(Collection entries)
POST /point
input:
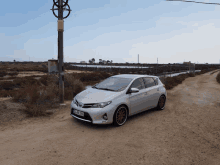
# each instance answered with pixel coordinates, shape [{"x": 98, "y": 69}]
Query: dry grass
[{"x": 43, "y": 94}]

(Task goal)
Your answer must be an exact copy of the entries above, with no pictures in it.

(Result for this exercise)
POST /point
input:
# each instance answered with pixel coordinates, shape [{"x": 98, "y": 69}]
Query: dry grass
[{"x": 43, "y": 94}]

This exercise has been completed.